Bar-Bathroom Therapist

Apparently I have that face or an aura about me that makes random people think “I should talk to this girl about my problems, my day or ask her to watch my mom for a minute while I go check on a price in this aisle over here.”

The one time I ventured out on Black Friday with my sisters and Chuckie, we were waiting in line at Wal-mart for a Nintendo DS for my mom. It was packed and no one could really move – one of many reasons I will not be participating in day-after-Thanksgiving shopping ever again – and this Chinese lady and her elderly mother were right next to us. The younger of the ladies was looking around at some things while her mom held her place in line (right in front of us). From what I got from their conversations, the elderly woman didn’t speak English, or at least didn’t prefer to.

After a few minutes, the younger lady looked at me and said, “Can you watch my mom for a minute? I’m just going to check on something.” To which I said “Yeah, sure,” but was thinking “WHAT?”

First of all, I don’t speak Chinese. If she wanders off, what do I do? Chase after her? Are you coming back or did I just unknowingly agree to adopt her? Does she know you asked me to watch her? Does she wander off a lot? If so, why didn’t you bring a babysitter for her? Or a leash? Or a tracking device?

[Items from a dataset]
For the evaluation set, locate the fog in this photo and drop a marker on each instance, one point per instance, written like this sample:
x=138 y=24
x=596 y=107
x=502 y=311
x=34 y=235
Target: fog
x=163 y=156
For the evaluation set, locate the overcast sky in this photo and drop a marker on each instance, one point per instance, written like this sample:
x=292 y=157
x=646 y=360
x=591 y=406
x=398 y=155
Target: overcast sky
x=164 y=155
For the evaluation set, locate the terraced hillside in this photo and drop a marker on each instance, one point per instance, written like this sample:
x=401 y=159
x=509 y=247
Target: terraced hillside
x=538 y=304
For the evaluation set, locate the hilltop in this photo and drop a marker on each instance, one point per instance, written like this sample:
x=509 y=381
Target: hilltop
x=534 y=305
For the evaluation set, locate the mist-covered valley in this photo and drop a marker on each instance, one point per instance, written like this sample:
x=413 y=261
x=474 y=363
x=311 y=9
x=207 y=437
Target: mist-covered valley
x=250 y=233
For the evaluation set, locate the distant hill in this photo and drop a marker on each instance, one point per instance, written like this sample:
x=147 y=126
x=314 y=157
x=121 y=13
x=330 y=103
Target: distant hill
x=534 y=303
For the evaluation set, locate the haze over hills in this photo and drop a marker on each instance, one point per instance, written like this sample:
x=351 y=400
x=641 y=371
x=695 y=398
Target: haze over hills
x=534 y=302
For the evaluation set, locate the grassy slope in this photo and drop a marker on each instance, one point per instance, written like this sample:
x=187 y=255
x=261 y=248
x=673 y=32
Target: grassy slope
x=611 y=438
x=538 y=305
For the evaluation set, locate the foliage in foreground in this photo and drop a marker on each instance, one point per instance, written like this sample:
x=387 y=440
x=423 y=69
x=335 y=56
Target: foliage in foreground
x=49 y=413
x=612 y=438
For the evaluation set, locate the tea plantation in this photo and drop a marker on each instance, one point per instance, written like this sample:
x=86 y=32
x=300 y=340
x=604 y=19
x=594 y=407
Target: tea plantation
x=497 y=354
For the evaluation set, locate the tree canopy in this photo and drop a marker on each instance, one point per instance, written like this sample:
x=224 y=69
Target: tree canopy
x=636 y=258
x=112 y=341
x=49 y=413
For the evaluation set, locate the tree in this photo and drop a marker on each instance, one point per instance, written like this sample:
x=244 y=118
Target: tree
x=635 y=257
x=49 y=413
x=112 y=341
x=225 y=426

QUESTIONS ON THE MATERIAL:
**a.** Summarize the Black Friday text in two sentences.
**b.** Decide whether each statement agrees with the Black Friday text. Answer yes or no, and quote the deciding words.
(i) The writer went out on Black Friday with sisters and Chuckie.
(ii) The elderly woman was holding a place in line behind the writer.
(iii) The writer speaks Chinese.
**c.** Reproduce the passage of the Black Friday text from "After a few" up to and including "a tracking device?".

RESPONSES FOR EACH TASK:
**a.** The writer says random people seem drawn to talk about their problems or ask the writer for favors. While waiting in a packed Wal-mart line on Black Friday for a Nintendo DS, the writer agreed when a woman asked to have her elderly mother watched for a minute, though inwardly the writer was alarmed and full of questions about what that meant.

**b.**
(i) Yes: "The one time I ventured out on Black Friday with my sisters and Chuckie"
(ii) No: "while her mom held her place in line (right in front of us)"
(iii) No: "First of all, I don’t speak Chinese."

**c.**
After a few minutes, the younger lady looked at me and said, “Can you watch my mom for a minute? I’m just going to check on something.” To which I said “Yeah, sure,” but was thinking “WHAT?”

First of all, I don’t speak Chinese. If she wanders off, what do I do? Chase after her? Are you coming back or did I just unknowingly agree to adopt her? Does she know you asked me to watch her? Does she wander off a lot? If so, why didn’t you bring a babysitter for her? Or a leash? Or a tracking device?